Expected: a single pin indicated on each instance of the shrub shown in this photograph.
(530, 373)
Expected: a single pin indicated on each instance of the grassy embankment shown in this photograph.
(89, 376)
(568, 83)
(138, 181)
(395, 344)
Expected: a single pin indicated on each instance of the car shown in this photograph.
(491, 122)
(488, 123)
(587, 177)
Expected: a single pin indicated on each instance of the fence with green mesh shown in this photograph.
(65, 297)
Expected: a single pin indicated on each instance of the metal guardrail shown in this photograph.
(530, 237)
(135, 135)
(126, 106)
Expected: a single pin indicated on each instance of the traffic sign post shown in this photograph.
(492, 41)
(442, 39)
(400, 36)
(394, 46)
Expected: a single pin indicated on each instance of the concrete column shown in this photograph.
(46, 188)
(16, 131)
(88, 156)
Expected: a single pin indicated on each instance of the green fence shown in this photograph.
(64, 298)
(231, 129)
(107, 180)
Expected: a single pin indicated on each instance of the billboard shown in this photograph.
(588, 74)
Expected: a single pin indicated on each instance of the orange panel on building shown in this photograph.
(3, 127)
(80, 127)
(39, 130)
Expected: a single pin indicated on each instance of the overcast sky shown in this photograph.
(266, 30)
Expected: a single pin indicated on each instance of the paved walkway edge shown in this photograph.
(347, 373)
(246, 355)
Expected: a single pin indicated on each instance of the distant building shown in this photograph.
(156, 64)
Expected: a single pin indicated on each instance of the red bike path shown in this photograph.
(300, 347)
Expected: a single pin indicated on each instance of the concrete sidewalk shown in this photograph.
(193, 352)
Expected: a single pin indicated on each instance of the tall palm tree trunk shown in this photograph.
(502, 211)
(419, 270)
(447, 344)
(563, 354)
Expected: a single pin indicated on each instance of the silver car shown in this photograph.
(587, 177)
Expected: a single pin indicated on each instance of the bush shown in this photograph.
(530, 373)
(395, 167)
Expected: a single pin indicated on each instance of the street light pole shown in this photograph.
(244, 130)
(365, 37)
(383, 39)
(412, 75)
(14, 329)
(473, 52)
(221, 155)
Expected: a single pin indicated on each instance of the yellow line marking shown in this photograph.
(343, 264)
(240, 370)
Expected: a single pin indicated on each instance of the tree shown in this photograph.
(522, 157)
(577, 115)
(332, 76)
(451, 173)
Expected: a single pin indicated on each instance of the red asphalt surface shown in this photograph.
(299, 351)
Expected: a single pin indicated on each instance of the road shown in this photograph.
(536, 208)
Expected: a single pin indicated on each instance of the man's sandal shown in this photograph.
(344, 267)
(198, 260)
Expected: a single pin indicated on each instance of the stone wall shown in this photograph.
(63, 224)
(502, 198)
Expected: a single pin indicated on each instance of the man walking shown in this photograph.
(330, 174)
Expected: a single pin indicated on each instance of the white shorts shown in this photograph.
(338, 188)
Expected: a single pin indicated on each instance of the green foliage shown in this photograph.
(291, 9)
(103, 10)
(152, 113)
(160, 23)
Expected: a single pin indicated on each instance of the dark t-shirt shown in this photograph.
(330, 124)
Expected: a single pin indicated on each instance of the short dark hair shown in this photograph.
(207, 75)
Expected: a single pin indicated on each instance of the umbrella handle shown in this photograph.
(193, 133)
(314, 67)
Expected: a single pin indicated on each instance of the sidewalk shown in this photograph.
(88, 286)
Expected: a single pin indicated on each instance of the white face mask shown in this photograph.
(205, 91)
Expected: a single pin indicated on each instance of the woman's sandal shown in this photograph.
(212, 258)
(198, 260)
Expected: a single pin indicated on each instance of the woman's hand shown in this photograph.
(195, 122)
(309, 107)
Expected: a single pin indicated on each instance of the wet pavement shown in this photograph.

• • • •

**Task goal**: Reproduce word for word the part that opens with the line containing "Expected: a single pin indicated on each instance of the yellow" and runs through the last of the rows, including both ends.

**Task result**:
Expected: a single pin indicated on each instance of the yellow line marking shown in this photograph.
(343, 264)
(240, 370)
Expected: a single pin indicated on each instance of the tree shown in this photograph.
(522, 157)
(577, 115)
(332, 76)
(451, 173)
Expected: a single pin indicated on each instance of the red asphalt surface shown in this photograph.
(299, 351)
Expected: a single pin indicated on each instance of the road shown in this photograph.
(536, 208)
Expected: a single pin indicated on each instance of the man's sandal shown in this photograph.
(344, 267)
(198, 260)
Expected: a single pin indicated on each instance of the stone wall shown in this photograph.
(63, 224)
(502, 198)
Expected: a single pin indicated on each instance of the man walking shown in this photograph.
(330, 174)
Expected: a single pin indicated on each instance of the white shorts shown in this photograph.
(338, 188)
Expected: a single pin indicated on each instance of the green foliage shown in this photograph.
(291, 9)
(103, 10)
(152, 113)
(160, 23)
Expected: a single pin indicated on each instance of the dark t-shirt shown in this photograph.
(330, 124)
Expected: a single pin indicated on each instance of the short dark hair shown in this photograph.
(207, 75)
Expected: a single pin indicated on each instance of the umbrella handle shown in this photograph.
(193, 133)
(314, 67)
Expected: a single pin indicated on each instance of the sidewalk shown in this photograph.
(88, 286)
Expected: a single pin indicated on each instance of the white face mask shown in this photograph.
(205, 91)
Expected: a single pin indicated on each instance of the woman's sandal shown in this photograph.
(212, 258)
(198, 260)
Expected: a single pin indicated on each instance of the woman's hand shown in this photograph.
(195, 122)
(309, 107)
Expected: a single pin indicated on each instance of the wet pavement shown in this photograph.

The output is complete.